## [Given task 1]
Rewrite the listing from its first line through the line containing "0 150 47 160", both ends included, keeping the requests as they are. Multiply each bounding-box coordinate in the answers by 0.65 and round to whole numbers, rounding halves up, and leave out the pictures.

## [Document section]
By the end of the 1970s, this prediction and many others throughout the text proved to be wildly incorrect. However, they continued to argue that societies must take strong action to decrease population growth in order to mitigate future disasters, both ecological and social. A 2012 retrospective in the peer-reviewed journal Demography noted that many of the book's predictions did not materialize, as global food production kept pace with population growth and poverty rates declined in much of the world.

=== The Population Explosion (1990) ===
In their sequel to The Population Bomb, the Ehrlichs purport to describe how the world's growing population dwarfs the Earth's capacity to sustain current living standards and why overpopulation is the number one environmental problem. The book calls for action to confront population growth and the ensuing crisis:
"When is an area overpopulated? When its population can't be maintained without rapidly depleting nonrenewable resources (or converting renewable resources into nonrenewable ones) and without degrading the capacity of the environment to support the population. In short, if the long-term carrying capacity of an area is clearly being degraded by its current human occupants, that area is overpopulated."

While the Ehrlichs concede that consumption and technology must also share the blame for environmental crises, priority should be given to achieving population control as a means of stopping further destruction. "Rapid population growth in poor nations is an important reason they stay poor, and overpopulation in those nations will greatly increase their destructive impact on the environment as they struggle to develop,".

=== Why Isn't Everyone as Scared as We Are? (1993) ===
This chapter of the book Valuing the Earth: Economics, Ecology, Ehtics, is co-written by Anne H. Ehrlich and her husband, Paul R. Ehrlich. The chapter is the opening to the book, and the 'population problem' of the earth is relayed. The Ehrlichs warn about the rate at which the human population has grown and how it will grow. The problems that the Earth faces due to growing population include 'global warming' and the problems associated with the harm to the Earth caused by overpopulation."

=== Optimum Human Population Size (1994) ===
In this paper, the Ehrlichs discuss their opinion on the 'optimal size' for human population, given current technological realities. They refer to establishing "social policies to influence fertility rates."

=== The Stork and the Plow (1995) ===
A book about how poverty forces unsustainable use of natural resources, with proposals on how food production might stay ahead of population growth, together with Gretchen C. Daily. The authors look at the interaction between population and food supply and offer a strategy for balancing human numbers with nutritional needs. Their proposals include improving the status of women by giving them equal education, reducing racism and religious prejudice, reforming the agricultural system, and shrinking the growing gap between rich and poor.

(Some records)
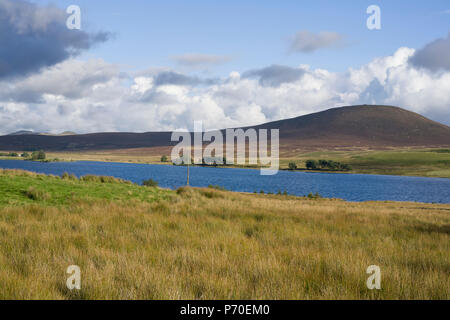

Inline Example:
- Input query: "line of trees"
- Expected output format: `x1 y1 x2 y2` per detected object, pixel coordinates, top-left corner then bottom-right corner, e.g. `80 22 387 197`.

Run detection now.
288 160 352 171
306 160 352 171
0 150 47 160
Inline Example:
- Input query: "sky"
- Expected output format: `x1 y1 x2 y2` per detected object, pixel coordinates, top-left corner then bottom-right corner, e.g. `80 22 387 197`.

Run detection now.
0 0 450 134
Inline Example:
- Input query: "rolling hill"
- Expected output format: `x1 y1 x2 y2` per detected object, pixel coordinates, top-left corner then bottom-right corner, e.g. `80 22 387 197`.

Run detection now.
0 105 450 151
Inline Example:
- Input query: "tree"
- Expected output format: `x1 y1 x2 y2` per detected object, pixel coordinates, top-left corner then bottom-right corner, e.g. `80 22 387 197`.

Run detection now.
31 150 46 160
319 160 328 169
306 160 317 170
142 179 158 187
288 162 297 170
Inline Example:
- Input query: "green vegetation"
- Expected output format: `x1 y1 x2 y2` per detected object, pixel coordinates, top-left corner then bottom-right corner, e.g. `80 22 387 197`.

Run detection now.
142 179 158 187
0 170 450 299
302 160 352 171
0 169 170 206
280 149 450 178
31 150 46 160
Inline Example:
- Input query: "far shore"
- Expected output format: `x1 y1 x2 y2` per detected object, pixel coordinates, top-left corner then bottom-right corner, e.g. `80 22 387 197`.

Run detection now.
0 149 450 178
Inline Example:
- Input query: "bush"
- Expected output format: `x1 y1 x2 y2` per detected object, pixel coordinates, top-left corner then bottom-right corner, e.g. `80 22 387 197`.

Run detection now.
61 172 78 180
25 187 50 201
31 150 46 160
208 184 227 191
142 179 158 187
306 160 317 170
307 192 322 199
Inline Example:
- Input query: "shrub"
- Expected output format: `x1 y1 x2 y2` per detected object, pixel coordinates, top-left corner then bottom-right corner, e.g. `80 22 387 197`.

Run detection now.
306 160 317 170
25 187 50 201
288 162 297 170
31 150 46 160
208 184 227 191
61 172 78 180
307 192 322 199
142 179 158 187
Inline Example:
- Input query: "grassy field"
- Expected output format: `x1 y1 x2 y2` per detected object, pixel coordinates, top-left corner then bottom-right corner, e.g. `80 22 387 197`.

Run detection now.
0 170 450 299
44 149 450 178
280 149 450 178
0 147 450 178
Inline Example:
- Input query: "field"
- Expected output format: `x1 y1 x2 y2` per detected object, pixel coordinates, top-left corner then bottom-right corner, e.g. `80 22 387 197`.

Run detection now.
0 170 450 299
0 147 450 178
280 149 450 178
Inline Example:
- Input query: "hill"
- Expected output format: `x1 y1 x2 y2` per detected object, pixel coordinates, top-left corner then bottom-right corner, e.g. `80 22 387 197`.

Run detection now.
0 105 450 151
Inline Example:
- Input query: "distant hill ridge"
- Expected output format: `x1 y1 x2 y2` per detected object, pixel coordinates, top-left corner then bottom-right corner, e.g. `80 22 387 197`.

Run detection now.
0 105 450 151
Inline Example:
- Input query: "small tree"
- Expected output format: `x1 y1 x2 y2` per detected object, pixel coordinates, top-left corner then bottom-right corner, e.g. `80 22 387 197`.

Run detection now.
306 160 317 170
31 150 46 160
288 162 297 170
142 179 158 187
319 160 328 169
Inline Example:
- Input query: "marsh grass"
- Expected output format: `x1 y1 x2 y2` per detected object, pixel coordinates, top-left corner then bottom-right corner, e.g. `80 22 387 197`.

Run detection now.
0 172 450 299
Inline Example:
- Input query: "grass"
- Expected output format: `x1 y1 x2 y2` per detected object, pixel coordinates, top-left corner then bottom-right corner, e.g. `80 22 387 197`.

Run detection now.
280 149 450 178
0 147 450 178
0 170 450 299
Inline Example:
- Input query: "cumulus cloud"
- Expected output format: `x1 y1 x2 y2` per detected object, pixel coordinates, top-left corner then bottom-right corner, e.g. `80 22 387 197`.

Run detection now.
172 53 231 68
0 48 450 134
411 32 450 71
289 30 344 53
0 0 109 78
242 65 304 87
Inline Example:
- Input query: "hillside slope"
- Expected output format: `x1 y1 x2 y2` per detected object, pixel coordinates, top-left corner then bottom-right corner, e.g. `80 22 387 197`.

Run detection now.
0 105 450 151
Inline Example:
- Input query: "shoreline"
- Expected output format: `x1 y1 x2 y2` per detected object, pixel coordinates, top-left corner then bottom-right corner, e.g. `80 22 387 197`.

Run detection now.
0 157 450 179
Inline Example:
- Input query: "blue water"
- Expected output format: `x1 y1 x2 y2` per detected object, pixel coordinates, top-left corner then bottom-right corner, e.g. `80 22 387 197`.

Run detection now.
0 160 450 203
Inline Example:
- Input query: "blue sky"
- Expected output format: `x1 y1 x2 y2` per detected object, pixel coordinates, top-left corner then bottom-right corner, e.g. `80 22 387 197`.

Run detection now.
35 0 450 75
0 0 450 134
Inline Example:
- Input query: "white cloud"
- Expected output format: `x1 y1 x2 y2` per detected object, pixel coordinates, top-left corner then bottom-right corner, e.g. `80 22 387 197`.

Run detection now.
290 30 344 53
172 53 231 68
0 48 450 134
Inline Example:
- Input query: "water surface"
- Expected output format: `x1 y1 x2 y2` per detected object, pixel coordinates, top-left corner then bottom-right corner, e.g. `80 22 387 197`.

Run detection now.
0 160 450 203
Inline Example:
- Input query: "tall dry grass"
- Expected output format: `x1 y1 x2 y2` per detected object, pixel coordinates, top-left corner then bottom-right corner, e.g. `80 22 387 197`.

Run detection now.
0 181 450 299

## [Given task 2]
In the passage on the Ehrlichs' books, who wrote The Stork and the Plow together with them?

## [Problem solution 1]
Inline Example:
- Input query: "line of trees"
- Expected output format: `x1 y1 x2 y2` per detected object, pixel coordinates, top-left corner then bottom-right corner, e.g. `80 22 387 197`.

Run detection now.
187 104 229 111
199 104 229 111
0 98 31 104

## [Problem solution 2]
Gretchen C. Daily